• **What is required**
An exact transcription of every record is needed, leaving out the pictures.

• **Supplied data**
┌──
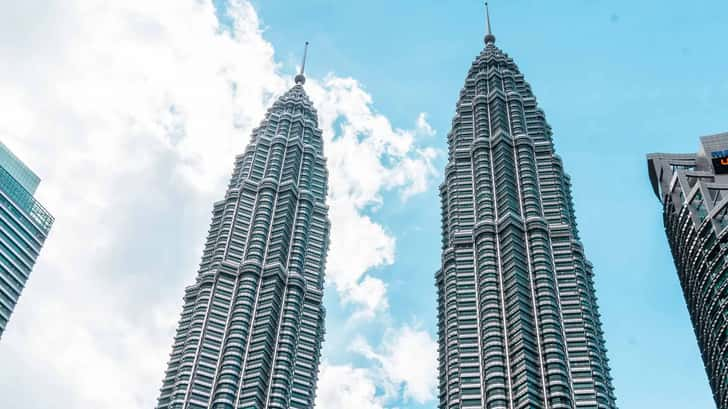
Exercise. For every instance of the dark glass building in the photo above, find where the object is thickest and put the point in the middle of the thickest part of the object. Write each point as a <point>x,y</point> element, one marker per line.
<point>24,226</point>
<point>693,189</point>
<point>518,320</point>
<point>252,324</point>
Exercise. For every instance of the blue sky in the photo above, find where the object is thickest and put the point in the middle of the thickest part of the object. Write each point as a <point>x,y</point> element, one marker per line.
<point>617,80</point>
<point>126,111</point>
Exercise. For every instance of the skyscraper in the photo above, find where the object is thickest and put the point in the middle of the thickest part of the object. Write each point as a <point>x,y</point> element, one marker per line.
<point>693,189</point>
<point>252,324</point>
<point>24,226</point>
<point>517,311</point>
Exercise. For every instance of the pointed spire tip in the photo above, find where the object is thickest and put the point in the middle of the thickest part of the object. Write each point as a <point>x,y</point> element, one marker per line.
<point>489,38</point>
<point>301,77</point>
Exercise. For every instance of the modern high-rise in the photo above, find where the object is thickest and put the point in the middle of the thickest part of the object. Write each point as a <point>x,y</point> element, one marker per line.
<point>518,323</point>
<point>24,226</point>
<point>251,328</point>
<point>693,189</point>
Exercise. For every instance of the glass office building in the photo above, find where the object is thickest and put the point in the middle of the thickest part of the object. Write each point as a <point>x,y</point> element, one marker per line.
<point>518,322</point>
<point>24,226</point>
<point>252,324</point>
<point>693,189</point>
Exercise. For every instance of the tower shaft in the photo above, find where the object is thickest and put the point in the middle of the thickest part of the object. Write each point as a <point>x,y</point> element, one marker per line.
<point>252,324</point>
<point>518,321</point>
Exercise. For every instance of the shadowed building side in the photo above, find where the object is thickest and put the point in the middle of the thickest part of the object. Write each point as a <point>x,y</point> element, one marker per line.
<point>252,324</point>
<point>24,227</point>
<point>693,189</point>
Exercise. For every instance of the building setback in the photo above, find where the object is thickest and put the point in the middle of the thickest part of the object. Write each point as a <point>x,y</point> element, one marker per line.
<point>24,226</point>
<point>517,311</point>
<point>693,189</point>
<point>252,324</point>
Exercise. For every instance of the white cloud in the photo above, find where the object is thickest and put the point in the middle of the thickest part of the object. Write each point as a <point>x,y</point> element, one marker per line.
<point>407,363</point>
<point>131,112</point>
<point>366,157</point>
<point>346,387</point>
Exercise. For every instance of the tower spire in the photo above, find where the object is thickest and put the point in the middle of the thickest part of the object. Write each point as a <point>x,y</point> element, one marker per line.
<point>489,38</point>
<point>301,78</point>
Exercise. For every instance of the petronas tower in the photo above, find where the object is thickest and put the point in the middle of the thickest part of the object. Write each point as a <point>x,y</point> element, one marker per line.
<point>252,323</point>
<point>517,312</point>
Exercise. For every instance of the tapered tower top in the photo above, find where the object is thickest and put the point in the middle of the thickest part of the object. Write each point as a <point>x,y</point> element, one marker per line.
<point>301,78</point>
<point>489,38</point>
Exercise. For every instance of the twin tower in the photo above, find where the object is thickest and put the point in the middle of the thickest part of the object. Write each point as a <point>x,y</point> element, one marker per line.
<point>518,323</point>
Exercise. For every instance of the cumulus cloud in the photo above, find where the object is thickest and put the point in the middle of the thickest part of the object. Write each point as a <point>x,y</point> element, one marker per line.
<point>343,386</point>
<point>131,112</point>
<point>406,361</point>
<point>367,156</point>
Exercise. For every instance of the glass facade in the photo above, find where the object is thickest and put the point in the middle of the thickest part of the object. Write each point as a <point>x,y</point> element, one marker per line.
<point>251,327</point>
<point>24,226</point>
<point>693,189</point>
<point>518,322</point>
<point>24,176</point>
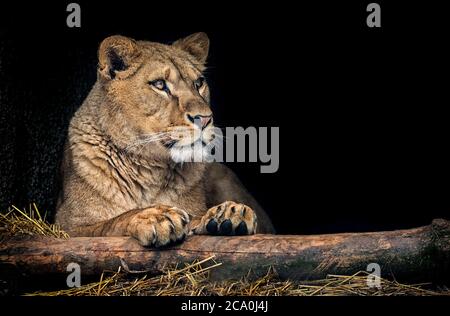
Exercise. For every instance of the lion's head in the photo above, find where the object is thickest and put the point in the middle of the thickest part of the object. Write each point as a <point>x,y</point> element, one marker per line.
<point>156,99</point>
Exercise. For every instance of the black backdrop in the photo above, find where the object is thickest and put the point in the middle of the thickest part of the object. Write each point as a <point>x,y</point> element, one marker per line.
<point>362,112</point>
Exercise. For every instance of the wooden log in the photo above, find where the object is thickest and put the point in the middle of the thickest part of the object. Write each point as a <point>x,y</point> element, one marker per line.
<point>413,254</point>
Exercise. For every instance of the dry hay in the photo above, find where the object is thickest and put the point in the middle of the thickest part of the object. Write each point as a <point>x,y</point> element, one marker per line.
<point>193,279</point>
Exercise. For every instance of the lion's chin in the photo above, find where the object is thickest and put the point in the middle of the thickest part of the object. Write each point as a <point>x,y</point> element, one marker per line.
<point>196,152</point>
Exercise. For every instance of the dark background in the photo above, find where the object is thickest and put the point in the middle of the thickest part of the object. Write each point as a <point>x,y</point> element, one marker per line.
<point>362,112</point>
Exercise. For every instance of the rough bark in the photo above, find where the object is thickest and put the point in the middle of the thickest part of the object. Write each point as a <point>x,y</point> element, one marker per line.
<point>413,254</point>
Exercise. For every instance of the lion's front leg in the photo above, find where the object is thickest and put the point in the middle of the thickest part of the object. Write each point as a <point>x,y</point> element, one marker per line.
<point>227,219</point>
<point>157,225</point>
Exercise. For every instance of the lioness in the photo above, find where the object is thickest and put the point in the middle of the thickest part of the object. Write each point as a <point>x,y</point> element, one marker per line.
<point>127,167</point>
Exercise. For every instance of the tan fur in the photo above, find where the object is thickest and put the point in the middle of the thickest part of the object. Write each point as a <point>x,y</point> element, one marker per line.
<point>116,184</point>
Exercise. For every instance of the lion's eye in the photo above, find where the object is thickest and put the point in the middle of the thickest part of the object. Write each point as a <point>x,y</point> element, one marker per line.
<point>160,84</point>
<point>199,83</point>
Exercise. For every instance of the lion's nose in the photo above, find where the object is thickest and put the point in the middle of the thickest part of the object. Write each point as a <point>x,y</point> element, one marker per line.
<point>200,120</point>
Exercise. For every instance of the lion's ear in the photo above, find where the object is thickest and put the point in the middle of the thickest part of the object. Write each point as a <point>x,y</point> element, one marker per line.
<point>196,44</point>
<point>119,57</point>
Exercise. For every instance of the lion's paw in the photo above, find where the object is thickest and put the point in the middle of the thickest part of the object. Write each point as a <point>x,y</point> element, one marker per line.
<point>228,219</point>
<point>159,225</point>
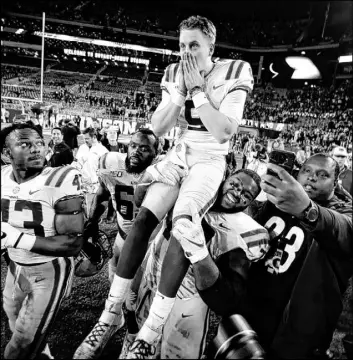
└──
• **Solution to this exercise**
Exercise. For every instance of the dark glass building in the photo above, find where the object is thickest and put the point in the middle of the thickest part of the object. Write each point as a <point>x,y</point> element, one marker per line.
<point>24,226</point>
<point>693,189</point>
<point>518,320</point>
<point>252,324</point>
Exercise. For every instance of the blue sky in the photo above, find where the object is thickest and put the point in the middle of the thickest part of the object. Write each point as a <point>x,y</point> element, one marker per line.
<point>617,80</point>
<point>126,111</point>
Exercise. For every instance of the skyscraper in the photo above, find where the object is thickest and put the point in the middle of the thickest part of the object. Write each point as a <point>x,y</point> element, one marker per line.
<point>693,189</point>
<point>252,324</point>
<point>24,226</point>
<point>517,311</point>
Exercise. For every instance of the pointed spire tip in the photo above, find where the object is thickest and put the point in the middle of the thickest part of the object. Write each point as a <point>x,y</point> element, one marker per line.
<point>489,38</point>
<point>301,77</point>
Exercise. For every instance of the modern high-rise in the photo above, find where the object is thickest and put the point in the middle of the thickest part of the object. Write each point as a <point>x,y</point> element, one marker per line.
<point>518,323</point>
<point>24,226</point>
<point>251,328</point>
<point>693,189</point>
Exercise. For every instance of the glass office building in the photo above, find where the object is thickest and put the point in the middle of the thickest part of the object. Write each point as a <point>x,y</point> element, one marker per line.
<point>518,322</point>
<point>24,226</point>
<point>252,324</point>
<point>693,189</point>
Exercise. For every instance of the tower shaft in the photo above, find where the object is thickest and put the point in the middle of the thickest part of the object. Write each point as a <point>x,y</point> element, one marker per line.
<point>252,324</point>
<point>518,321</point>
Exercise. For every instance of the shadowed building side in the photo above, find where the object is thickest and put the point in the middle of the thickest part of the object. Write each point as a <point>x,y</point> element, one marker per line.
<point>252,324</point>
<point>24,227</point>
<point>693,189</point>
Exercise. For every instance of the building setback in the photo above, find where the object is thickest and put the point in the middle of the thickest part of the object. Write each point as a <point>x,y</point> element, one marker per line.
<point>24,226</point>
<point>517,311</point>
<point>693,189</point>
<point>252,324</point>
Exercise. For every instance of the white cloud in the photo above, find where the object is thickest and put the point in the middle of the thickest part of the object. Write each point as a <point>x,y</point> element, one marker per line.
<point>407,363</point>
<point>131,112</point>
<point>366,157</point>
<point>346,387</point>
Exercise. For every instance of the tower spire in the photo above, find where the object is thickest and put the point in the middle of the thickest part of the object. Write each point as a <point>x,y</point> element, one marker per line.
<point>489,38</point>
<point>301,78</point>
Exercise. For every instance of the petronas tower in the photo above, find where the object is thickest and put the point in the middle of the thickest part of the object. Write each point as a <point>x,y</point> element, one marker per line.
<point>252,323</point>
<point>517,312</point>
Exercise. For every instance of the tapered tower top in the photo above, find where the object is thickest and put the point in the middle of the thickest part of the object. Write each point as a <point>x,y</point> element, one marker per line.
<point>301,78</point>
<point>489,38</point>
Exercise. For every instance of the twin tower in the photo above, find where the object is thickest and put the point in the middle of the thickest part of the object. Write each point as a <point>x,y</point> element, one marker per line.
<point>518,323</point>
Exercise. For every instance of the cumulus cloud in the photo above, find where the object is thickest and put the point in the middle of the thickest part of the object. Write each point as a <point>x,y</point> element, one marker per line.
<point>343,386</point>
<point>131,112</point>
<point>406,361</point>
<point>367,156</point>
Exercise. For every instance of the glass facade in the photo above, find where the object is thickest and put the point in the middle of the thickest part of the object. Write each point as a <point>x,y</point> element, one marker per line.
<point>251,327</point>
<point>24,226</point>
<point>693,189</point>
<point>518,322</point>
<point>24,176</point>
Exercise. For every instance of the lion's head in the photo above, find where the object is thickest and put the point in the middle of the thickest part of the object. Write each point as a <point>x,y</point> element, one marker per line.
<point>156,99</point>
Exercise. For every instance of the black backdrop in the photo above, find where the object is thickest and put the point in the middle of the thickest part of the object. Write each point as a <point>x,y</point> element, one marker per line.
<point>362,112</point>
Exercise. For every instance of the wooden log in the photo above, find where the object is thickest and put the point in the middle of the thickest part of the object. Write each point as a <point>x,y</point> element, one marker per line.
<point>413,254</point>
Exercise. For every instance of the dry hay in the photo above, find where the object is thickest and put the point in the middle of the thickest part of the object. Write each point as a <point>x,y</point> element, one marker per line.
<point>193,279</point>
Exercise. For every instance of the lion's chin in the photo above, find where the object is thickest and put the point in the middle of the thickest part of the object. Write each point as a <point>x,y</point> element, one marker per line.
<point>196,152</point>
Exercise. For every instance of the dark background in the photo above, find where the object is thickest and put the point in the middle of the thickest part of the object. Write each point as a <point>x,y</point> element, one marker per line.
<point>362,112</point>
Exercise. For every instance of the rough bark in the photo above, find where the object is thickest and put the point in the middle of the thickest part of the object. Write each point as a <point>x,y</point> element, one marker per line.
<point>413,254</point>
Exercise. For every instance of the lion's front leg in the photo above, find where the object is thickest and put the point in the middle of the thickest part of the object. Write each point as a <point>x,y</point> element, one marker per line.
<point>227,219</point>
<point>157,225</point>
Exercise. For every instance of the lioness in the photo above, find where the object is thickest and put the point in the middle of the thickest part of the object. Write each point as a <point>x,y</point> element, one marker per line.
<point>127,167</point>
Exercise. For every instance of the tan fur in the photo above, find where the object is thickest and put the point in the middle of the thickest part of the object. Write each point as a <point>x,y</point> element, one marker per line.
<point>116,184</point>
Exercise. For every instance of the lion's eye in the photo above, find where the object is thickest and put the point in the middle of the thickest part of the object. Write each point as a <point>x,y</point> element, one marker per line.
<point>160,84</point>
<point>199,83</point>
Exercise. For every instance of the lion's nose in the photo above, find where the object is thickest and put the point in the middle of the thickest part of the object. Write each point as a <point>x,y</point> element, one marker per line.
<point>200,120</point>
Exercise. For every instance of the lion's ear in the photo above, find where the object is thickest and put the point in the middle of the thickest part of the object. Write each point as a <point>x,y</point> element, one marker per line.
<point>196,44</point>
<point>119,57</point>
Exercise. For every instance of the lion's paw in the photo above, find where the object is thickest and put the point in the middle of the thickest part of the object. Write each point as a <point>x,y</point> element, one marker per line.
<point>228,219</point>
<point>159,225</point>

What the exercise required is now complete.